[Dataset excerpt]

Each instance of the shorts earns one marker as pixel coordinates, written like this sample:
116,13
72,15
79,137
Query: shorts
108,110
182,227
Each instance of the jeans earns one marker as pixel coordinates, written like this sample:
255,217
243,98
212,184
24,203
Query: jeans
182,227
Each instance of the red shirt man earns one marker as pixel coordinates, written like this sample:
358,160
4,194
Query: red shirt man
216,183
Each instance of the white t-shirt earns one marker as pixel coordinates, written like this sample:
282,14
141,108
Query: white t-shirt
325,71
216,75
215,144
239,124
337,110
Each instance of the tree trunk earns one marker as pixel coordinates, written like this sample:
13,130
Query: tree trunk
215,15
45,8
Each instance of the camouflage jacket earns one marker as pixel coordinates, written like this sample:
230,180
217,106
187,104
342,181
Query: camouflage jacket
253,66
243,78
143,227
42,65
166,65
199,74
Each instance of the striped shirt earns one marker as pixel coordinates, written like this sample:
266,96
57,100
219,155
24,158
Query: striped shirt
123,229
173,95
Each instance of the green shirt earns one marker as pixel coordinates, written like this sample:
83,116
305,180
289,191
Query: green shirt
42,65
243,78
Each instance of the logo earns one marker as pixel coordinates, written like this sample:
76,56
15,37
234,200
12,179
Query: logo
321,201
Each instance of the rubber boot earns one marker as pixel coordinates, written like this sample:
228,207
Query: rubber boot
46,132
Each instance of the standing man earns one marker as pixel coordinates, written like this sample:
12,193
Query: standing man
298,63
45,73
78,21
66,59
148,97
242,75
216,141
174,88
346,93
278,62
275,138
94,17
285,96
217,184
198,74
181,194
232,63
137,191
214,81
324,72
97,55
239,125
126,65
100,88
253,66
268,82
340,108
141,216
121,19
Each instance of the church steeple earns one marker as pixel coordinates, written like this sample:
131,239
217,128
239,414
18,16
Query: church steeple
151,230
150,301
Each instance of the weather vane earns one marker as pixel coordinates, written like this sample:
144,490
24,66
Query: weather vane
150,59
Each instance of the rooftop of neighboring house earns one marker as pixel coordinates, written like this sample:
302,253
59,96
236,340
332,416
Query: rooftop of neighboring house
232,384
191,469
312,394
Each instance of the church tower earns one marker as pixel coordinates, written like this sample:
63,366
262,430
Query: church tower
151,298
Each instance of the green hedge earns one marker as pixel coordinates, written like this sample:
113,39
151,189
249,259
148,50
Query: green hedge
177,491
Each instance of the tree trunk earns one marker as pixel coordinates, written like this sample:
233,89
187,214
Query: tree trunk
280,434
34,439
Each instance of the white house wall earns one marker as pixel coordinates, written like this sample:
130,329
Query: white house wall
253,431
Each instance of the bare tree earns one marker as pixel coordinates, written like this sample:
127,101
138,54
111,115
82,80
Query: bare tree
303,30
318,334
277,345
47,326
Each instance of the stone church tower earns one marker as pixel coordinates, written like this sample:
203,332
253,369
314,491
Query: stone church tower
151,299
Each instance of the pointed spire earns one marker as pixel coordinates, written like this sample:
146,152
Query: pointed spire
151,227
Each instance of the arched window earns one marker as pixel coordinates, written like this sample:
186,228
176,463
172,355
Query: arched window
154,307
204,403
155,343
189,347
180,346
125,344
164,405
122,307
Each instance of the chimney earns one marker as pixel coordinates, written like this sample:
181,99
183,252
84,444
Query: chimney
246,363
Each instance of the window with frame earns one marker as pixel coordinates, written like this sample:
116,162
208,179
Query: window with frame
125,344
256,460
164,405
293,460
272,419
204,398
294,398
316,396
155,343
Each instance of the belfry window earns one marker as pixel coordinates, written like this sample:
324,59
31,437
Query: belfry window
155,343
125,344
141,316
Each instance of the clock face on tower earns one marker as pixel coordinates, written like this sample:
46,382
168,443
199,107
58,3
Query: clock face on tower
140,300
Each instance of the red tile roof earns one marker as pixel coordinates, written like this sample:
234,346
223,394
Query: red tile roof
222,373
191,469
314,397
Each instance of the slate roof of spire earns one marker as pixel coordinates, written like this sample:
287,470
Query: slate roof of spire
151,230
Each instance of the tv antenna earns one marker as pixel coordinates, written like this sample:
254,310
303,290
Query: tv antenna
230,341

*GIVEN PROBLEM*.
Starting from the line with "Each instance of the bare" and ending with the final line of the data, quote every line exactly, both ends included.

*TASK OUTPUT*.
Each instance of the bare tree earns one marker as pixel coordinates, written like this sample:
127,101
138,54
111,115
82,80
Query: bare tree
303,30
318,334
277,345
47,326
Each instance of the stone church tower earns one marker as pixel coordinates, written like this sample:
203,332
253,369
314,491
Query: stone church tower
151,299
Each instance of the pointed spire earns one marker as pixel coordinates, written like this sample:
146,152
Query: pointed spire
151,227
Each instance of the arched window earns one marker as pixel coordinates, written like this sample:
186,228
176,463
172,355
Query: arched window
154,307
204,403
155,343
189,347
180,346
125,344
164,405
122,307
Each instance of the chimney earns one marker as pixel coordinates, written like this sample:
181,99
183,252
84,444
Query: chimney
246,363
Each instance of the window with frame earns one marker as pixel coordinates, written like this sample:
116,162
208,179
Query: window with frame
125,344
256,460
164,405
293,460
272,419
204,398
294,398
316,396
155,343
Each instance of the belfry window earns one marker as pixel coordinates, written like this sample:
324,59
31,437
Query: belfry window
155,343
125,344
141,316
Each instance of the clock face on tower earns one marker as pixel coordinates, written like this sample:
46,382
168,443
199,107
58,3
Query: clock face on tower
140,300
Each instance of the red tile roof earns one marker as pixel coordinates, written like this sample:
234,346
223,394
Query: red tile roof
222,373
191,469
314,397
Each instance of the slate roof of spire earns one marker as pixel coordinates, written like this sample:
287,470
Query: slate roof of spire
151,230
Each instance of the tv antenna earns one marker as pixel coordinates, written like this sample:
254,310
303,290
Query: tv antenna
230,341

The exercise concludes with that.